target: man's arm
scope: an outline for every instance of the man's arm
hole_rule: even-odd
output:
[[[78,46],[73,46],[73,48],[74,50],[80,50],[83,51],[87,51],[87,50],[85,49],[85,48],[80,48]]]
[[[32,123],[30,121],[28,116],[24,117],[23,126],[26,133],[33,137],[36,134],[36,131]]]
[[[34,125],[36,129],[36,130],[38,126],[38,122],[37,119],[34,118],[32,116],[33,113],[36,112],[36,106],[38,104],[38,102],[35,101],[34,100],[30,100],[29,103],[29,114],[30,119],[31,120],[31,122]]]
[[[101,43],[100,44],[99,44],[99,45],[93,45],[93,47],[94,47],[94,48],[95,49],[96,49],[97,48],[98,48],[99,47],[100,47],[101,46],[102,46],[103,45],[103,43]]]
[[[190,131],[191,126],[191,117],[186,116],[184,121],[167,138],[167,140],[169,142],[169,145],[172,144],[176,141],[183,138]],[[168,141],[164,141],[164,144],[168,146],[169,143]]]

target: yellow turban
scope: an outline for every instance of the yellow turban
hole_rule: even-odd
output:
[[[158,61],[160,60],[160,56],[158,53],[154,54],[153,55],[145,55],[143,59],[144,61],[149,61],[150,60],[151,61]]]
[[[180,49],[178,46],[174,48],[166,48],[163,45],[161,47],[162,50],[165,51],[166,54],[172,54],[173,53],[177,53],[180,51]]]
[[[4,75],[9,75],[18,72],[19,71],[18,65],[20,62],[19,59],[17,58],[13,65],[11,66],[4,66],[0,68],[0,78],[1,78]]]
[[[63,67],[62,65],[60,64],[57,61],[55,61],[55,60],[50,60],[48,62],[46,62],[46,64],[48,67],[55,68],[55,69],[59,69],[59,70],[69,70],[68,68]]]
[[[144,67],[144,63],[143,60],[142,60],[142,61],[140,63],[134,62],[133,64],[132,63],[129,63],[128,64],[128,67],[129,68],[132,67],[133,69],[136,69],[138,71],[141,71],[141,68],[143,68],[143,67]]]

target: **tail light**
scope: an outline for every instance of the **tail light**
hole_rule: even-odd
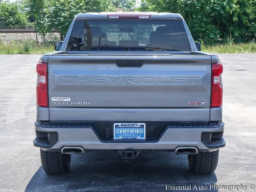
━━━━
### Short exercise
Output every line of the material above verbatim, omitting any pictures.

### Written answer
target: man's arm
scope: an outline for every instance of the man's arm
hole_rule: even-odd
output:
[[[78,46],[73,46],[73,48],[74,50],[80,50],[83,51],[87,51],[87,50],[85,49],[85,48],[80,48]]]
[[[32,123],[30,121],[28,116],[24,117],[23,126],[26,133],[33,137],[36,134],[36,131]]]
[[[34,125],[36,129],[36,130],[38,126],[38,122],[37,119],[34,118],[32,116],[33,113],[36,112],[36,106],[38,104],[38,102],[35,101],[34,100],[30,100],[29,103],[29,114],[30,119],[31,120],[31,122]]]
[[[101,43],[100,44],[99,44],[99,45],[93,45],[93,47],[94,47],[94,48],[95,49],[96,49],[97,48],[98,48],[99,47],[100,47],[101,46],[102,46],[103,45],[103,43]]]
[[[190,131],[191,126],[191,117],[186,116],[184,121],[167,138],[167,140],[169,142],[169,145],[172,144],[176,141],[183,138]],[[168,141],[164,141],[164,144],[168,146],[169,143]]]

target: yellow turban
scope: an outline for every instance of the yellow turban
hole_rule: even-odd
output:
[[[158,61],[160,60],[160,56],[158,53],[154,54],[153,55],[145,55],[143,59],[144,61],[149,61],[150,60],[151,61]]]
[[[180,49],[178,46],[174,48],[166,48],[163,45],[161,47],[162,50],[165,51],[166,54],[172,54],[173,53],[177,53],[180,51]]]
[[[4,75],[9,75],[18,72],[19,71],[18,65],[20,62],[19,59],[17,58],[13,65],[11,66],[4,66],[0,68],[0,78],[1,78]]]
[[[63,67],[62,65],[60,64],[57,61],[55,61],[55,60],[50,60],[48,62],[46,62],[46,64],[48,67],[55,68],[55,69],[59,69],[59,70],[69,70],[68,68]]]
[[[144,67],[144,63],[143,60],[142,60],[142,61],[140,63],[134,62],[133,64],[132,63],[129,63],[128,64],[128,67],[129,68],[132,67],[133,69],[136,69],[138,71],[141,71],[141,68],[143,68],[143,67]]]

target: **tail light**
scope: an outline for every instance of the **tail light**
hole_rule: even-odd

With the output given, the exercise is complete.